Data section:
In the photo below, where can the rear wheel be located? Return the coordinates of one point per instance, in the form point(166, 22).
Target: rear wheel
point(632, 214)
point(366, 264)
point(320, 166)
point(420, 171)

What needs to be done:
Transcribe each line above exactly; skip none.

Solution:
In the photo below, where can the rear wheel be located? Return the coordinates of one point per instance, in the form point(166, 22).
Target: rear wheel
point(632, 214)
point(366, 264)
point(320, 166)
point(420, 171)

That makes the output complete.